Please rewrite the items below as a numbered list, from the first line through the line that contains "xmin=32 ymin=0 xmax=562 ymax=106", and leave out any blank lines.

•••

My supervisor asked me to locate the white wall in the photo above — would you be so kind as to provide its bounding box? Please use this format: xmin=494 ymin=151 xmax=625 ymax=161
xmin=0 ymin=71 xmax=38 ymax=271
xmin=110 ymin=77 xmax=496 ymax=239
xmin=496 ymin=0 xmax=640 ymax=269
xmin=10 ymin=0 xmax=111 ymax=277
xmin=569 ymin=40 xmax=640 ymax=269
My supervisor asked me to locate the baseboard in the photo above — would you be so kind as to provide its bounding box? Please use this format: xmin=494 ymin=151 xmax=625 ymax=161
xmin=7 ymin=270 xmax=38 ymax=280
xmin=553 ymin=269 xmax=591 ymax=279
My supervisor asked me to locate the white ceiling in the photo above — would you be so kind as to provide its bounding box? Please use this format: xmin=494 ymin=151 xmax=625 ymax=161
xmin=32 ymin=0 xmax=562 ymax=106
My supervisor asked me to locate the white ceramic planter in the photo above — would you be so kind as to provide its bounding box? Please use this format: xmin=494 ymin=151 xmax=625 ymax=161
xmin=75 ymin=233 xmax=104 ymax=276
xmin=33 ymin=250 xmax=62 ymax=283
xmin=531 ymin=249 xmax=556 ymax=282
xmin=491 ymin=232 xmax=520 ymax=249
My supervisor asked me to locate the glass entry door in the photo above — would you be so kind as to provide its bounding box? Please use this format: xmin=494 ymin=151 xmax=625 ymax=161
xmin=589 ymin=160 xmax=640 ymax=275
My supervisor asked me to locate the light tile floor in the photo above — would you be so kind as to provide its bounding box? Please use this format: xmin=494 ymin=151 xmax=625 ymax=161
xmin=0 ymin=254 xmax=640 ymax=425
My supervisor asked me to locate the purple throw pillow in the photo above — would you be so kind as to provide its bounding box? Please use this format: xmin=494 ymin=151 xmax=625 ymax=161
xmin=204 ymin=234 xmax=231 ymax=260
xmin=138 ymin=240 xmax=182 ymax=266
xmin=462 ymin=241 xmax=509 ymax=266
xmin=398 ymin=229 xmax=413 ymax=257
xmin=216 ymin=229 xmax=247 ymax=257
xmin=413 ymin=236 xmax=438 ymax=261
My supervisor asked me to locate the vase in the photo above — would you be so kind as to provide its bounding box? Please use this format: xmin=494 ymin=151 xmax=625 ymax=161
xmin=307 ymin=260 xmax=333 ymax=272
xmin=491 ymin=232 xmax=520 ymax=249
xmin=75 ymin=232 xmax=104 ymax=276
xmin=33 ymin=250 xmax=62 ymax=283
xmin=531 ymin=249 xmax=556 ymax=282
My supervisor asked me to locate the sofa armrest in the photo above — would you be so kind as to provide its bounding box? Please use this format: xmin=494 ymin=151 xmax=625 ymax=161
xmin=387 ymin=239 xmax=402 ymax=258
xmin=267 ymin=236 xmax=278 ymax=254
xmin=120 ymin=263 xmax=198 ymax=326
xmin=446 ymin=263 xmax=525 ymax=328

•••

### THE COMPLETED TASK
1. My supervisor asked me to locate the white wall in the photo above — would you be so kind as to provide its bounding box? Please use this format: xmin=494 ymin=151 xmax=625 ymax=161
2. xmin=0 ymin=71 xmax=38 ymax=271
3. xmin=110 ymin=77 xmax=496 ymax=239
4. xmin=496 ymin=0 xmax=640 ymax=269
5. xmin=10 ymin=0 xmax=111 ymax=277
6. xmin=569 ymin=40 xmax=640 ymax=269
7. My supervisor asked me to locate the baseboard in the photo above — would you be so kind as to provide its bounding box? Please use this format: xmin=494 ymin=151 xmax=625 ymax=161
8. xmin=7 ymin=270 xmax=38 ymax=280
9. xmin=553 ymin=269 xmax=591 ymax=279
10. My supervisor asked me to locate the white ceiling in the photo above — would you be so kind as to provide its bounding box? Please use this format: xmin=494 ymin=151 xmax=625 ymax=161
11. xmin=32 ymin=0 xmax=562 ymax=106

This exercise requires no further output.